— Named object pointing items —
▬▬▬▬▬▬

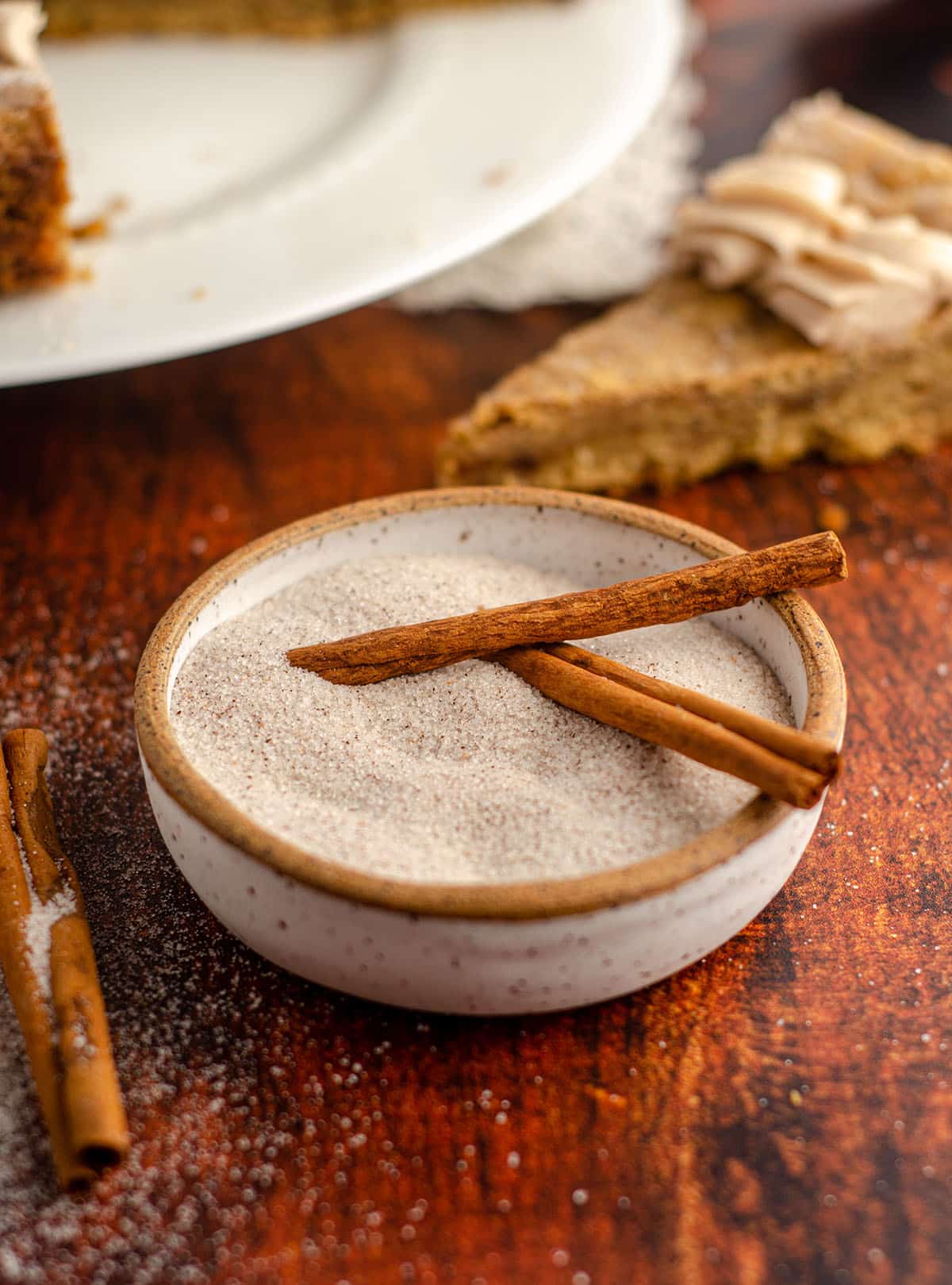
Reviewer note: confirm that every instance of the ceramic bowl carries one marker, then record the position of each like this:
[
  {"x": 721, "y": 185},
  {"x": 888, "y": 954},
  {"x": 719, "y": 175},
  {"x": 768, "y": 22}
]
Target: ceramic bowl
[{"x": 482, "y": 948}]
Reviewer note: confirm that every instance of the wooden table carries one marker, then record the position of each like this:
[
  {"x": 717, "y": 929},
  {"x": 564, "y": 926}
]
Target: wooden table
[{"x": 780, "y": 1112}]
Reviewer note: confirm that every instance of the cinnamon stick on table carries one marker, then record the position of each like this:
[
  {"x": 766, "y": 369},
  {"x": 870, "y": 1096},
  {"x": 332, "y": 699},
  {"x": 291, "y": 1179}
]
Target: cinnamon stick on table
[
  {"x": 784, "y": 762},
  {"x": 678, "y": 595},
  {"x": 47, "y": 957}
]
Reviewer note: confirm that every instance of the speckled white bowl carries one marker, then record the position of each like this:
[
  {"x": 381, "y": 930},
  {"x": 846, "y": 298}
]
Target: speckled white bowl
[{"x": 483, "y": 948}]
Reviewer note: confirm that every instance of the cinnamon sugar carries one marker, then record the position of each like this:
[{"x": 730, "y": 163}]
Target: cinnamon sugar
[{"x": 464, "y": 774}]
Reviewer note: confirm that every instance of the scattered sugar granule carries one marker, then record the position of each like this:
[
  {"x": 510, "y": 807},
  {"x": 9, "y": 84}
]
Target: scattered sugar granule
[{"x": 464, "y": 774}]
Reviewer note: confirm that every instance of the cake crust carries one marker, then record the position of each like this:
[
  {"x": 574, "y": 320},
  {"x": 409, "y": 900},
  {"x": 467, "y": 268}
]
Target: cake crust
[
  {"x": 74, "y": 18},
  {"x": 685, "y": 382},
  {"x": 33, "y": 189}
]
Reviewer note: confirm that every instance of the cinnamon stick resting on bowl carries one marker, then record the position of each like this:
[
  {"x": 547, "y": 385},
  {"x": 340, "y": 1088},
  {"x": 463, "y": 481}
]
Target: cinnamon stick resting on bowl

▬▬▬▬▬▬

— Written task —
Copy out each of the items above word for word, leaving out the pictures.

— Task solution —
Reviewer note: confirm that every instance of the ceramic bowl carries one marker, then record the position of each like this:
[
  {"x": 721, "y": 185},
  {"x": 888, "y": 954},
  {"x": 719, "y": 175},
  {"x": 768, "y": 22}
]
Target: ceramic bowl
[{"x": 482, "y": 948}]
Reviewer note: confirm that every instance of the wooden table carries one marker, then record the position of each like this:
[
  {"x": 717, "y": 929},
  {"x": 564, "y": 926}
]
Target: wooden table
[{"x": 780, "y": 1112}]
Reviewer note: confirm that every instance of the cinnamon stick on table carries one marker, then record the position of each like this:
[
  {"x": 766, "y": 369},
  {"x": 870, "y": 1096},
  {"x": 332, "y": 699},
  {"x": 291, "y": 1179}
]
Target: cinnamon stick on table
[
  {"x": 784, "y": 762},
  {"x": 678, "y": 595},
  {"x": 47, "y": 957}
]
Reviewer note: confirm that every instance of the speckled white bowl carries one marker, then record the position of each like this:
[
  {"x": 381, "y": 930},
  {"x": 846, "y": 298}
]
Target: speckled white bowl
[{"x": 483, "y": 948}]
Reviewer note: confirm that every instance of the cinnamon sugar carries one marker, then record the position of each like this:
[{"x": 730, "y": 163}]
Target: cinnamon sugar
[{"x": 464, "y": 774}]
Reviewer note: confirm that every instance of the scattered sugar granule carries one marker, then record the position of each like this:
[
  {"x": 510, "y": 807},
  {"x": 9, "y": 84}
]
Target: scattered sugar granule
[{"x": 464, "y": 774}]
Reviewer note: confirm that every instance of the cake crust carries one marker, then record the position of each like this:
[
  {"x": 574, "y": 320},
  {"x": 409, "y": 900},
  {"x": 467, "y": 268}
]
Target: cake crust
[
  {"x": 74, "y": 18},
  {"x": 685, "y": 382},
  {"x": 33, "y": 189}
]
Reviewer note: confirm that every instance of the cinnamon stick resting on bowl carries one marker, then record the position of each like this:
[
  {"x": 547, "y": 385},
  {"x": 340, "y": 1088},
  {"x": 463, "y": 481}
]
Target: cinnamon stick resting on bowl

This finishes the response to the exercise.